Task goal:
Search the data below for the string "high". Extract every line that contains it.

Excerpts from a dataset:

------------------------------

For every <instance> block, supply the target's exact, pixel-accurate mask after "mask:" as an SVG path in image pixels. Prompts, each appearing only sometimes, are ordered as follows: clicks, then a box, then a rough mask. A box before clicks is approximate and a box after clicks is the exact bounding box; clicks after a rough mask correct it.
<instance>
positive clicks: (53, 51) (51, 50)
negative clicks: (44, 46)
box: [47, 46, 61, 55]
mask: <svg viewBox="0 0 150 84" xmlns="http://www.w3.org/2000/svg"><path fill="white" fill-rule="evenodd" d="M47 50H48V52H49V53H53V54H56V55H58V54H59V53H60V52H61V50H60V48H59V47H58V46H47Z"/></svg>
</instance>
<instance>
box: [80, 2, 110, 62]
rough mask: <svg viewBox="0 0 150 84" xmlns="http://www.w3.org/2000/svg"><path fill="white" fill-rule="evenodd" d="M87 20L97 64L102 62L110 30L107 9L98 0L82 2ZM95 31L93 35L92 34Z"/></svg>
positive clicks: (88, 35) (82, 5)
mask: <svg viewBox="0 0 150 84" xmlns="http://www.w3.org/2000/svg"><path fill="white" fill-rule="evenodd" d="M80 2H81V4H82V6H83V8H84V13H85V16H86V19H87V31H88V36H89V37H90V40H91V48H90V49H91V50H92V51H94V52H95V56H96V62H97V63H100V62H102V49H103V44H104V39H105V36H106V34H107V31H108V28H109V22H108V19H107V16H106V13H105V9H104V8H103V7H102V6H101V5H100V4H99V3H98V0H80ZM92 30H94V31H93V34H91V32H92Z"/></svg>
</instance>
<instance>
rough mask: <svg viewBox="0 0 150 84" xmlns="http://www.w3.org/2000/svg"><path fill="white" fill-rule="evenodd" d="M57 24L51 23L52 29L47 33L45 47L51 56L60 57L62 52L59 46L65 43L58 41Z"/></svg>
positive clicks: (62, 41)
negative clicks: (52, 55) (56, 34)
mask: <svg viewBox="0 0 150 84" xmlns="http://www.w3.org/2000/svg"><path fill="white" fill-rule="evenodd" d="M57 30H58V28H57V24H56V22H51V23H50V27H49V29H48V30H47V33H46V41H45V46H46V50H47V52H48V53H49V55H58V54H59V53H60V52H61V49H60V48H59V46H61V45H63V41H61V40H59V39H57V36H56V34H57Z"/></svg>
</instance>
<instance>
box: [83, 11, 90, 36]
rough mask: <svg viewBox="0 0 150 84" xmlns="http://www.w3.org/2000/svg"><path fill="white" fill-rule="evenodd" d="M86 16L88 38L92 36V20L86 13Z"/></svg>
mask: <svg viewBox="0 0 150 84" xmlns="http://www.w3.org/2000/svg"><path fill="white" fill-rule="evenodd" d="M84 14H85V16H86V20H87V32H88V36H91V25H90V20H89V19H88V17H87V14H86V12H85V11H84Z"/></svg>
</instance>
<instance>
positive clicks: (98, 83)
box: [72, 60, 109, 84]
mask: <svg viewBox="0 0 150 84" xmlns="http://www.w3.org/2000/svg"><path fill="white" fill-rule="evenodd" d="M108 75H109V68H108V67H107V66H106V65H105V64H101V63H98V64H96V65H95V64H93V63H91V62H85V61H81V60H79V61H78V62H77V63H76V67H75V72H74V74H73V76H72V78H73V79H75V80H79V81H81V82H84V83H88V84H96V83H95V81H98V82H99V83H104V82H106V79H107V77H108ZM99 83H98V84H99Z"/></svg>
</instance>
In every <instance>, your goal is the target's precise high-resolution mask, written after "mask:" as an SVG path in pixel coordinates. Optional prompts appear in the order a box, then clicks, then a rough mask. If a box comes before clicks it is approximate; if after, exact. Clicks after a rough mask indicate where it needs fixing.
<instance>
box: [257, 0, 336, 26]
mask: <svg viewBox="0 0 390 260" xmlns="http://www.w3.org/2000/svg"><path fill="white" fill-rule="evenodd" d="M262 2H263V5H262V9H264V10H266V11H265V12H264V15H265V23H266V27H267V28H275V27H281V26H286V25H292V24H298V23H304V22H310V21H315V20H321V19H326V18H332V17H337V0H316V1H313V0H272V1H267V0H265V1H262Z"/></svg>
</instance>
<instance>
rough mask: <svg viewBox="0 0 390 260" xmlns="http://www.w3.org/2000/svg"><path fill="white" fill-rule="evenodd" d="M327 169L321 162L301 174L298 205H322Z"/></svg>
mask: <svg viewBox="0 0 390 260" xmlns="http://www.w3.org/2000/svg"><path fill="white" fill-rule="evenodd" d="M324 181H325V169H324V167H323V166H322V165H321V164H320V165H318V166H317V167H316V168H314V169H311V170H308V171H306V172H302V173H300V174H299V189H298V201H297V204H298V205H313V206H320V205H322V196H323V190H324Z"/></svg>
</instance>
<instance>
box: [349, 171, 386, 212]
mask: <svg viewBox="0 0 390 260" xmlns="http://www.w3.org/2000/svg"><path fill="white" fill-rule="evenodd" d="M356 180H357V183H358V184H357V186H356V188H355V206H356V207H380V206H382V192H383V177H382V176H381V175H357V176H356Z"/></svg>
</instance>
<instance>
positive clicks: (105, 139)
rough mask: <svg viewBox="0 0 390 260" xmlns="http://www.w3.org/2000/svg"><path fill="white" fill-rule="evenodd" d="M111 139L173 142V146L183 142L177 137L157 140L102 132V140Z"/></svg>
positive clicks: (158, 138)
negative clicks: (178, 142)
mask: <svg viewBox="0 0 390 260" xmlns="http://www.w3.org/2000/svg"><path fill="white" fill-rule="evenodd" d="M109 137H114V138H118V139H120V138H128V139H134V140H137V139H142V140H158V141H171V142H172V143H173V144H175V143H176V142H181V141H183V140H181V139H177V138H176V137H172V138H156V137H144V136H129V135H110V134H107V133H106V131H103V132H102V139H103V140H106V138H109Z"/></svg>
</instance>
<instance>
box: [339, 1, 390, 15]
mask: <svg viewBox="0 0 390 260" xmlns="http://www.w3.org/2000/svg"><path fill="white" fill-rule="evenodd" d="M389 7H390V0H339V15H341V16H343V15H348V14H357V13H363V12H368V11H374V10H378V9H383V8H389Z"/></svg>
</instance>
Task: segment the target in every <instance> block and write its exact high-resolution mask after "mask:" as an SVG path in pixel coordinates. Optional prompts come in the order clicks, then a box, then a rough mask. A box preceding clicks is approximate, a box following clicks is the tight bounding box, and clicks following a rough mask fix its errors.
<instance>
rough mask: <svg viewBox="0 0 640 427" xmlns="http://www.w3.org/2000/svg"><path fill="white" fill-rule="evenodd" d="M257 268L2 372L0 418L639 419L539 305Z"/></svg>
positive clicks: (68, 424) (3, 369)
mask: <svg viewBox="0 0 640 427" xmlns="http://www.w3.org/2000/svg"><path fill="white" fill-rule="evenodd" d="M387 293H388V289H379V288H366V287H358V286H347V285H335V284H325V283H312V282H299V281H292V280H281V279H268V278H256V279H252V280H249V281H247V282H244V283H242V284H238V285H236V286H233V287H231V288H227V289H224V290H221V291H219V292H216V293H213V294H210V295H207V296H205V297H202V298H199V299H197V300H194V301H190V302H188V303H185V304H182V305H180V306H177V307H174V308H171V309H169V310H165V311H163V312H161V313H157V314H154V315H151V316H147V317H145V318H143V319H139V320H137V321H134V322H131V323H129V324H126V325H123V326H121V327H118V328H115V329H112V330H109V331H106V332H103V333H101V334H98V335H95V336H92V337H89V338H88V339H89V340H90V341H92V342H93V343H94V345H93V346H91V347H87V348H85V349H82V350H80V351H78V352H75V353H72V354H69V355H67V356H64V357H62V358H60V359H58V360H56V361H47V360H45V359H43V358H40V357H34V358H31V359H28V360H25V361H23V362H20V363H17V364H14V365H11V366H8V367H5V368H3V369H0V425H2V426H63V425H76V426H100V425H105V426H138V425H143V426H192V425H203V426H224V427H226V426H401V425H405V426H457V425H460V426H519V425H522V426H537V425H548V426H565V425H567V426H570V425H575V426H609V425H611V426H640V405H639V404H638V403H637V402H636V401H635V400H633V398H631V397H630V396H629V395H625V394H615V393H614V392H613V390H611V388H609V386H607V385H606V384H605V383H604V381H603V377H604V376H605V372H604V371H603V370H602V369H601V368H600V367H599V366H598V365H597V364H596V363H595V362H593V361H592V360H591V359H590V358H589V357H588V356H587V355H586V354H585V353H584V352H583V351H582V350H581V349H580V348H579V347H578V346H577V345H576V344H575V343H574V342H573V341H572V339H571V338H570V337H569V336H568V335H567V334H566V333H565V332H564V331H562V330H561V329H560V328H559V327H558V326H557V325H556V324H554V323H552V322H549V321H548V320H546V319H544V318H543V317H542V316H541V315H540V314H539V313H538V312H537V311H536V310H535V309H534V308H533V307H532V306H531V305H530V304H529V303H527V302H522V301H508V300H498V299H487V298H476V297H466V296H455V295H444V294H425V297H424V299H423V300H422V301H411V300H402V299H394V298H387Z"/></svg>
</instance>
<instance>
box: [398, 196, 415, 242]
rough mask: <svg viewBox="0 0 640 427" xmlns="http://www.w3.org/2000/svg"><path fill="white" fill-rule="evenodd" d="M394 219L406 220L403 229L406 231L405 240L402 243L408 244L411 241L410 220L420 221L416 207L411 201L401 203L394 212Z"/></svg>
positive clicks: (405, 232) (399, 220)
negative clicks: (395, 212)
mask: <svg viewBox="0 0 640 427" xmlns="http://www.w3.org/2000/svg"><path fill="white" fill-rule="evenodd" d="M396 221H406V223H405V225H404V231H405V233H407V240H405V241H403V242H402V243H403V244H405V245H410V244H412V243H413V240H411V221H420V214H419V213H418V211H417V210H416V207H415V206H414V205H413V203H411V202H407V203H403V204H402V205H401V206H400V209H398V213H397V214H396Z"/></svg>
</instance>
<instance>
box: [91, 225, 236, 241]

------------------------------

Finished exercise:
In every <instance>, your goal is the target's precise high-resolution mask, written after "mask:" as an SVG path in pixel coordinates. Optional prompts appear in the order a box, then clicks, then a rough mask. If a box comes before clicks it is approximate; if after, exact. Clicks after a rough mask indicate where it needs fixing.
Task: segment the target in every <instance> block and write its exact high-resolution mask after "mask:" as an SVG path in pixel coordinates. Optional prompts come in the order clicks, then a box, then a rough mask. A box preceding clicks is approximate, a box following clicks is the tight bounding box, and clicks following a rough mask fix its errors.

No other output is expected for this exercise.